### Consigne
Réécrivez sous forme de liste numérotée, sans les lignes vides, la partie qui va du début des enregistrements jusqu'à la ligne contenant « [[201, 135]] », cette dernière comprise.

----------------

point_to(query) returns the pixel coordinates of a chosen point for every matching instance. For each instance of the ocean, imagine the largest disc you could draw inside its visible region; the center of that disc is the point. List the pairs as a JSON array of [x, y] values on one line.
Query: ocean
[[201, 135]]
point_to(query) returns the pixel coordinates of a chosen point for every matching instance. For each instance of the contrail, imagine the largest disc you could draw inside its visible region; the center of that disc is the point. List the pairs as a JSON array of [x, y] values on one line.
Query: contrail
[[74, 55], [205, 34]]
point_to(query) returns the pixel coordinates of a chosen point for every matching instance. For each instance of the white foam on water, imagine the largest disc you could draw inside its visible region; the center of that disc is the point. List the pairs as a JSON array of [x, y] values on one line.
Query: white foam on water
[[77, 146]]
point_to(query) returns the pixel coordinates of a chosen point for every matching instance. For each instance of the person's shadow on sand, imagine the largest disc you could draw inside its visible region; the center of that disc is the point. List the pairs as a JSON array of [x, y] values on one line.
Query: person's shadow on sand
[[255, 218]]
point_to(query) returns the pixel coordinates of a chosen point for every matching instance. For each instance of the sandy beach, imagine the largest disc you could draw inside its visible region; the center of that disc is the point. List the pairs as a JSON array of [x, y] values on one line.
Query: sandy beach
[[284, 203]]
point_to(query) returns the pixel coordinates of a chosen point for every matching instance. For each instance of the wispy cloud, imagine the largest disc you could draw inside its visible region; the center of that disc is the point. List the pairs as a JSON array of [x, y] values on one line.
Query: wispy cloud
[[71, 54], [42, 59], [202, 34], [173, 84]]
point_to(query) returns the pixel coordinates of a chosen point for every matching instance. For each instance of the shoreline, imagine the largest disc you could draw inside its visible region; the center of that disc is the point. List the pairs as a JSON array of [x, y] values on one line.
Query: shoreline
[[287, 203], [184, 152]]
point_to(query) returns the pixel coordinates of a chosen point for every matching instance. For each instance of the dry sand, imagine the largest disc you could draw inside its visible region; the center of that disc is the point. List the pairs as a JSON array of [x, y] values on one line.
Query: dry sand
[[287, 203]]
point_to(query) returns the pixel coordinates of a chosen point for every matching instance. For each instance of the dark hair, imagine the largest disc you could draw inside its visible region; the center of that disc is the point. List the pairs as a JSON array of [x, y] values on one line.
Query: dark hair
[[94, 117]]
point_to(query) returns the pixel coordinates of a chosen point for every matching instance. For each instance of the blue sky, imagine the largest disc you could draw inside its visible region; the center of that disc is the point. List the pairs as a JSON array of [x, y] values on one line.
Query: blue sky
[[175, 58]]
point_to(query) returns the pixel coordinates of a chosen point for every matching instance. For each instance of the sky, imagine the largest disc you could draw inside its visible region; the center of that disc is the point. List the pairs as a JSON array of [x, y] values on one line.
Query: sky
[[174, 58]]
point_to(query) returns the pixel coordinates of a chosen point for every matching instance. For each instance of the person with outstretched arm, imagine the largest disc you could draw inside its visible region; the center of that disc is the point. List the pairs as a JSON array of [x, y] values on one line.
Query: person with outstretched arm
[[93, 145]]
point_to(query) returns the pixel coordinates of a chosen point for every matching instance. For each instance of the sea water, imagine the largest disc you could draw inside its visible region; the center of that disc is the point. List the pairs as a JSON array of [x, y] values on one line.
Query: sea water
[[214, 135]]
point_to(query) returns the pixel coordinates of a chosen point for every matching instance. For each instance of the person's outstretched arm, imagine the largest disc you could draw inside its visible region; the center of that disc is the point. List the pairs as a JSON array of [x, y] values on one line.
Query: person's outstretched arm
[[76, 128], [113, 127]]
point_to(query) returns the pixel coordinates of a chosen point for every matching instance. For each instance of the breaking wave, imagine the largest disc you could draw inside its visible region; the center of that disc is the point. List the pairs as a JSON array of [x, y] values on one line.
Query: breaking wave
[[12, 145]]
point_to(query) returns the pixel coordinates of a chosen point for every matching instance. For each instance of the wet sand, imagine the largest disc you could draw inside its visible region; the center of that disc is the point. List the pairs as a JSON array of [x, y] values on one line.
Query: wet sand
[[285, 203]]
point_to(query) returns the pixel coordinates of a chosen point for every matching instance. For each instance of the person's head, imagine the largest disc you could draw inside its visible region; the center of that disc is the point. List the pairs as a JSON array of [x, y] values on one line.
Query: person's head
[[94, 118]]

----------------

### Corrigé
1. point_to(query) returns the pixel coordinates of a chosen point for every matching instance. For each instance of the ocean, imagine the largest disc you could draw inside its visible region; the center of that disc is the point. List the pairs as a JSON array of [x, y] values on one line.
2. Query: ocean
3. [[201, 135]]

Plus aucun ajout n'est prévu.